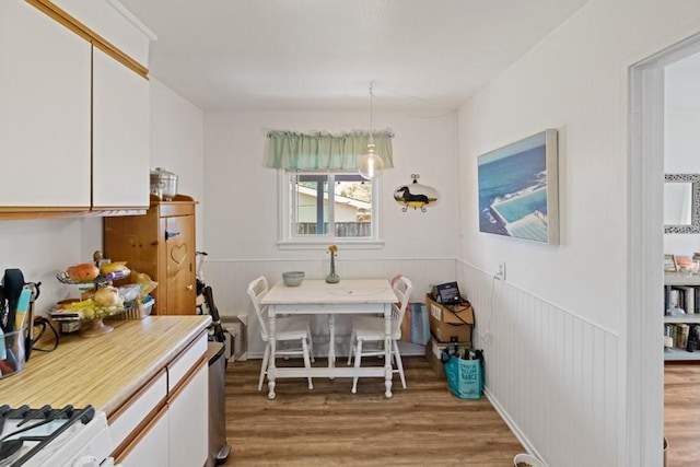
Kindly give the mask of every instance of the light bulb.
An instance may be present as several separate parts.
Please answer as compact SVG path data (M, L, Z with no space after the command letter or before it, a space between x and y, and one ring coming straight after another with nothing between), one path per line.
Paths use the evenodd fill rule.
M374 144L368 144L368 153L360 159L359 172L362 178L371 180L382 175L384 162L374 153Z

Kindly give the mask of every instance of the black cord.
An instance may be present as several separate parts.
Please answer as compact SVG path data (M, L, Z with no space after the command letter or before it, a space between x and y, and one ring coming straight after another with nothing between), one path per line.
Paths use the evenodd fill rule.
M42 327L42 330L39 330L39 332L34 338L34 342L37 342L37 341L39 341L42 339L42 337L44 336L44 332L46 332L46 328L48 326L48 328L54 334L54 347L50 348L50 349L42 349L40 347L32 346L32 349L36 350L38 352L52 352L58 347L58 331L51 325L51 322L49 322L48 319L46 319L45 317L42 317L42 316L37 316L37 317L34 318L34 327L39 327L39 326Z

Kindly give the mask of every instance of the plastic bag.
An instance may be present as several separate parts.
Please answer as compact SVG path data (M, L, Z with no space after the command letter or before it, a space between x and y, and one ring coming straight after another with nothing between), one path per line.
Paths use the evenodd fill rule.
M469 354L474 354L475 360L459 358L447 348L443 350L442 362L452 394L460 399L479 399L483 393L483 353L470 350Z

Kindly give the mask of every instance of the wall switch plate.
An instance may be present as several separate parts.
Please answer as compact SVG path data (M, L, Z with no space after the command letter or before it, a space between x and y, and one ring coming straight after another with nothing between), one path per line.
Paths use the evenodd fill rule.
M505 280L505 261L499 262L499 270L495 273L495 278L499 280Z

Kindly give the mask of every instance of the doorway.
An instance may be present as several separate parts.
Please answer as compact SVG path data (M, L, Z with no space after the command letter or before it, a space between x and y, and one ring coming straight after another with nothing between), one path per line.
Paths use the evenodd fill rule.
M630 68L627 435L630 465L661 465L664 427L663 180L666 67L700 52L700 35ZM654 345L650 345L652 342ZM639 427L639 430L634 428Z

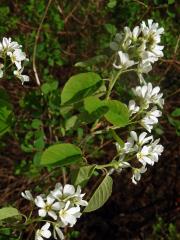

• WHAT THE TASK REQUIRES: Turn all of the material above into a numbered list, one item per line, skipping the blank lines and leaving out the pictures.

• RESPONSE:
1. Kindly give the mask of every instance of the light bulb.
2. An instance may be present as several separate parts.
3. Please answer as compact SVG path data (M, L, Z with no space after the command letter or before it, a space between x and y, and one ring coming straight after another with nothing between), one path per line.
4. Paths use the evenodd fill rule.
5. M374 144L368 144L368 153L360 159L359 172L362 178L371 180L382 175L384 162L374 153Z
6. Kindly give the mask of every instance of the black cord.
7. An instance may be present as several separate parts.
8. Please answer as compact SVG path data (M, L, Z with no space after the command letter or before it, a space between x and y, and one ring coming straight after another with nothing between), one path per line.
9. Paths use the evenodd fill rule.
10. M42 327L42 330L39 330L39 332L34 338L34 342L37 342L37 341L39 341L42 339L42 337L44 336L44 332L46 332L46 328L48 326L48 328L54 334L54 347L50 348L50 349L42 349L40 347L32 346L32 349L36 350L38 352L52 352L58 347L58 331L51 325L51 322L49 322L48 319L46 319L45 317L42 317L42 316L37 316L37 317L34 318L34 327L39 327L39 326Z
11. Kindly give the mask of every instance of the plastic bag.
12. An instance may be present as several separate parts.
13. Please answer as compact SVG path data (M, L, Z with no space after the command letter or before it, a space between x and y, and one ring coming straight after another with nothing between), one path per line.
14. Paths use the evenodd fill rule.
15. M469 354L474 354L475 360L459 358L447 348L443 350L442 362L452 394L460 399L479 399L483 393L483 353L470 350Z
16. Kindly give the mask of every instance of the wall switch plate.
17. An instance may be present as several separate parts.
18. Please answer as compact SVG path data (M, L, Z with no space after the command letter or before it, a space between x and y, and one ring coming straight after another with nothing between), one path per line.
19. Paths use the evenodd fill rule.
20. M505 280L505 261L499 262L499 270L495 273L495 278L499 280Z
21. Kindly give the mask of every instance of the doorway.
22. An instance may be present as several separate parts.
23. Please answer as compact SVG path data (M, L, Z with no space after the command letter or before it, a space between x and y, and one ring coming straight after another with nothing between), one path per line.
24. Paths use the evenodd fill rule.
25. M630 68L627 435L630 465L661 465L664 427L663 180L666 67L700 52L700 35ZM654 345L650 345L652 342ZM639 427L639 430L634 428Z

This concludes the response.